How many lines in the material below contain the string "flowering"? Reply with the number alone.

____

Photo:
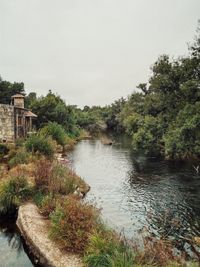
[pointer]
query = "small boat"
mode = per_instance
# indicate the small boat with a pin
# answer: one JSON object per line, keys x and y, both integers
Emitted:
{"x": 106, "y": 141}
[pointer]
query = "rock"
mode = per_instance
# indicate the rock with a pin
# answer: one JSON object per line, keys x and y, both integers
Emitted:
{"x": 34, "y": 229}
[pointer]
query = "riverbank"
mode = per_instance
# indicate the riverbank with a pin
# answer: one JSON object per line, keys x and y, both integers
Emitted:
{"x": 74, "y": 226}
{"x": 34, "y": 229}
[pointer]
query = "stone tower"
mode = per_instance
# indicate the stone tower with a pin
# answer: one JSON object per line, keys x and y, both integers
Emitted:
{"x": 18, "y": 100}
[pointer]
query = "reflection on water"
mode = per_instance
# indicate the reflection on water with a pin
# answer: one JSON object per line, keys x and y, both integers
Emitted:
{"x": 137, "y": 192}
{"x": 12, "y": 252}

____

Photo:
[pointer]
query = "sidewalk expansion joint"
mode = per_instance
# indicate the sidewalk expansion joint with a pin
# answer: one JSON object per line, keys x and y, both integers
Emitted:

____

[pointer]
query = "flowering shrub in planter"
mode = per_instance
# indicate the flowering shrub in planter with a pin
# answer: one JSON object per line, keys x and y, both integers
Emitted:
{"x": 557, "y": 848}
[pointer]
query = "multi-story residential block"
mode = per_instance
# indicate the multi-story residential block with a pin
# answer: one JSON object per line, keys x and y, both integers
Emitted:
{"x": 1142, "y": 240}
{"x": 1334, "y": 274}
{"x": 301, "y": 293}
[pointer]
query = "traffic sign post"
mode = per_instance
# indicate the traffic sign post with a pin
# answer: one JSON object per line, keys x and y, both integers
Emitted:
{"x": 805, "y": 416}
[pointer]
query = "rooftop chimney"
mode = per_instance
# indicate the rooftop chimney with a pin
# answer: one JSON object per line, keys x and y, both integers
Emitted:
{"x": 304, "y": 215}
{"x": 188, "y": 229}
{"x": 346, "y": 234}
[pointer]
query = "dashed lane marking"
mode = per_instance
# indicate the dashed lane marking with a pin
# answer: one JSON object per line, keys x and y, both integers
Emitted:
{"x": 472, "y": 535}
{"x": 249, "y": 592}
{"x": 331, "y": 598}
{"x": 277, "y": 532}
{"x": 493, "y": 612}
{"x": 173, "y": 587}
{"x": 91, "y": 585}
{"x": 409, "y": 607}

____

• [Answer below]
2